**WHAT TO WORK ON**
Please reproduce the data below line for line, exactly as given, leaving out the pictures.

(AVAILABLE DATA Opens)

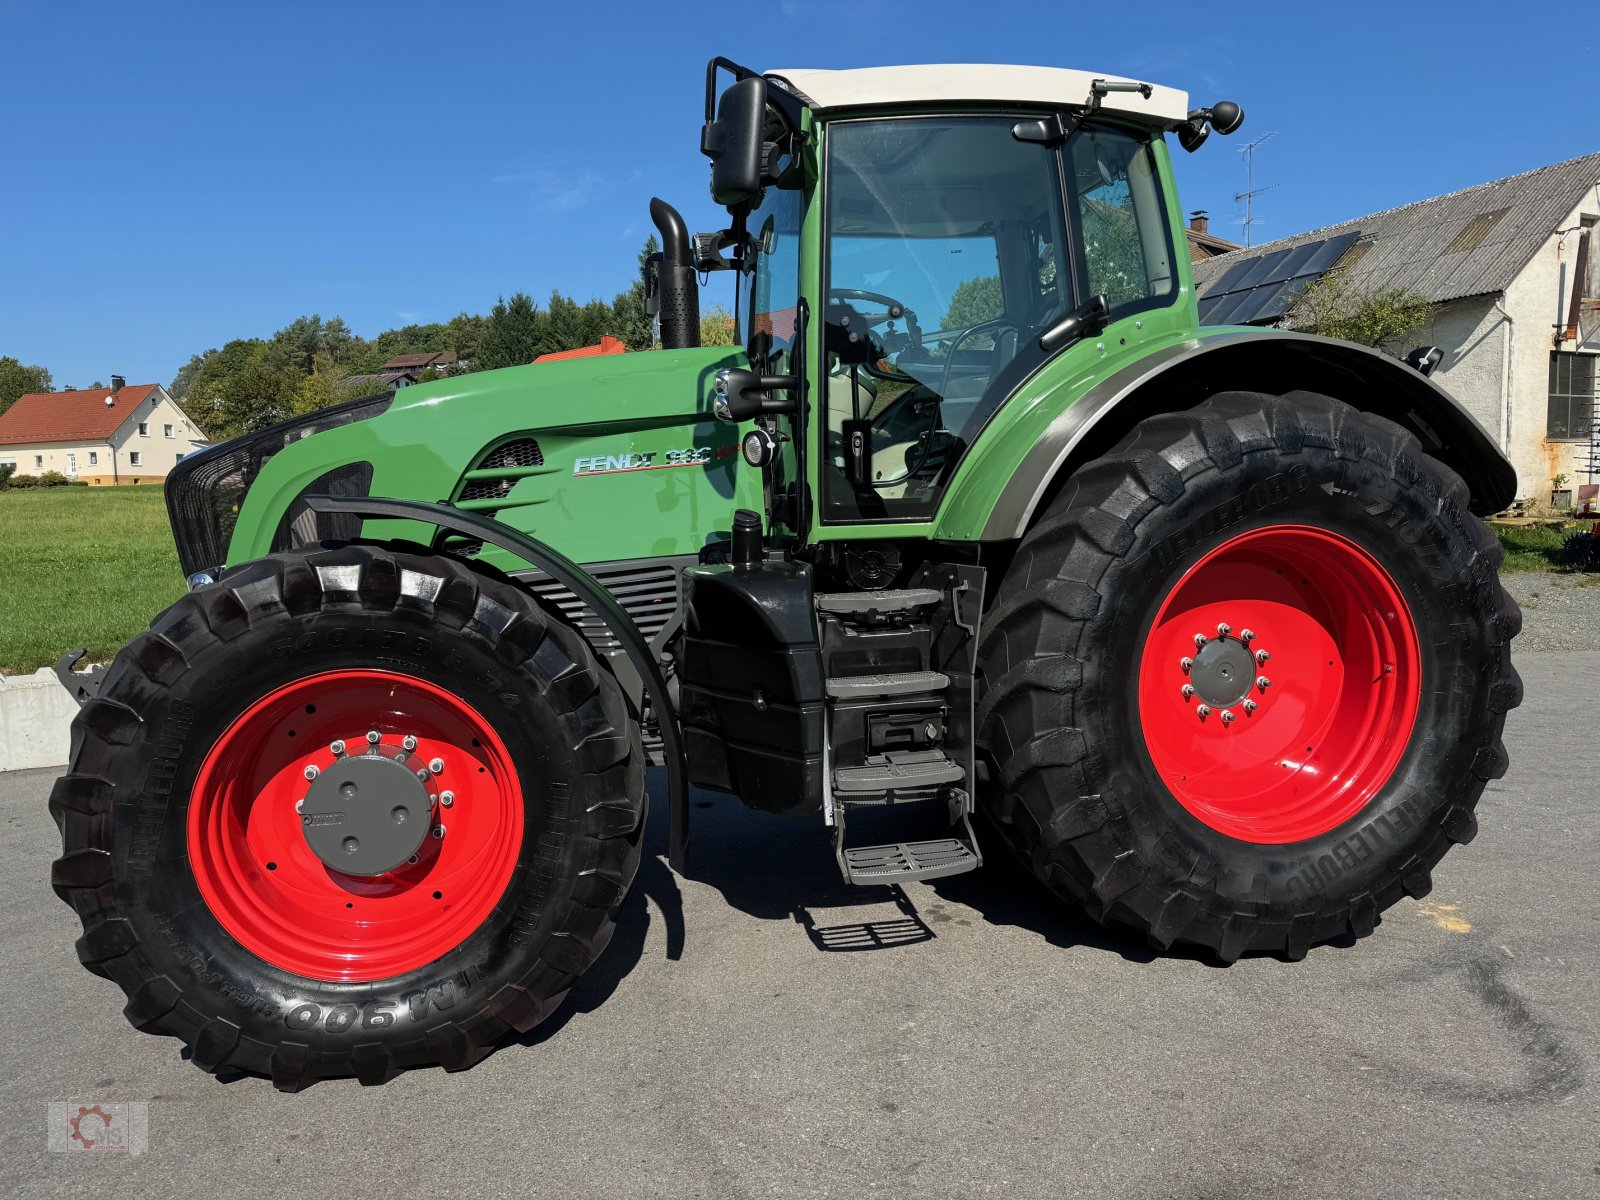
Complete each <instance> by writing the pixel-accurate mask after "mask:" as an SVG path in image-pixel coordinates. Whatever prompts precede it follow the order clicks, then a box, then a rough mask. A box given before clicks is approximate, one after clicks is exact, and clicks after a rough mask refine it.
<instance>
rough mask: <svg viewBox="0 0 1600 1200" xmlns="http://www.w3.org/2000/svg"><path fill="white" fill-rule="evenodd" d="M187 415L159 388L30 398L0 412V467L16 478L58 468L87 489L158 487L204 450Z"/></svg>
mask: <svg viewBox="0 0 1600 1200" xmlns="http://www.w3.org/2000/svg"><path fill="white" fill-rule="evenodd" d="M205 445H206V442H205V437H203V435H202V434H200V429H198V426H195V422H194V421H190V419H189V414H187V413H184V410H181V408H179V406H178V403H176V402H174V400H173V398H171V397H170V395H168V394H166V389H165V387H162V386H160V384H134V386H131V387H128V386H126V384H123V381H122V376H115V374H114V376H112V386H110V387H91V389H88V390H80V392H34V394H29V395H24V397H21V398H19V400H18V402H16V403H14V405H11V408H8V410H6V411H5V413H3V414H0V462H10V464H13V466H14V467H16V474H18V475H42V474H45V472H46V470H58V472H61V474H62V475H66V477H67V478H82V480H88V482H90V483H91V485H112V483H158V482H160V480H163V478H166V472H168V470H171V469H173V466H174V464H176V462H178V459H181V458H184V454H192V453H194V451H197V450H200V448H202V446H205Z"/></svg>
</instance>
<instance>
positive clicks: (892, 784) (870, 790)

(AVAILABLE DATA Closes)

**EXERCISE RESPONSE**
Complete each <instance> by writing the pixel-accurate mask after "mask:" as an SVG path in image-pixel coordinates. Whatever prompts precede it follow the order clicks, then a box, then a rough mask. A box given before clicks is approximate, one after clicks is exact, and clicks after a rough mask refine it.
<instance>
rough mask: <svg viewBox="0 0 1600 1200" xmlns="http://www.w3.org/2000/svg"><path fill="white" fill-rule="evenodd" d="M187 415L159 388L30 398L0 412V467L16 478L58 468L87 489L158 487L204 450Z"/></svg>
mask: <svg viewBox="0 0 1600 1200" xmlns="http://www.w3.org/2000/svg"><path fill="white" fill-rule="evenodd" d="M205 445H206V442H205V437H203V435H202V434H200V429H198V426H195V422H194V421H190V419H189V414H187V413H184V410H181V408H179V406H178V403H176V402H174V400H173V398H171V397H170V395H168V394H166V389H165V387H162V386H160V384H134V386H131V387H128V386H126V384H123V381H122V376H115V374H114V376H112V386H110V387H91V389H88V390H80V392H34V394H29V395H24V397H21V398H19V400H18V402H16V403H14V405H11V408H8V410H6V411H5V413H3V414H0V462H10V464H13V466H14V467H16V474H18V475H42V474H45V472H46V470H58V472H61V474H62V475H66V477H67V478H82V480H88V482H90V483H91V485H112V483H158V482H160V480H163V478H166V472H168V470H171V469H173V466H174V464H176V462H178V459H181V458H184V454H192V453H194V451H197V450H200V448H202V446H205Z"/></svg>
</instance>
<instance>
positive clicks: (892, 784) (870, 790)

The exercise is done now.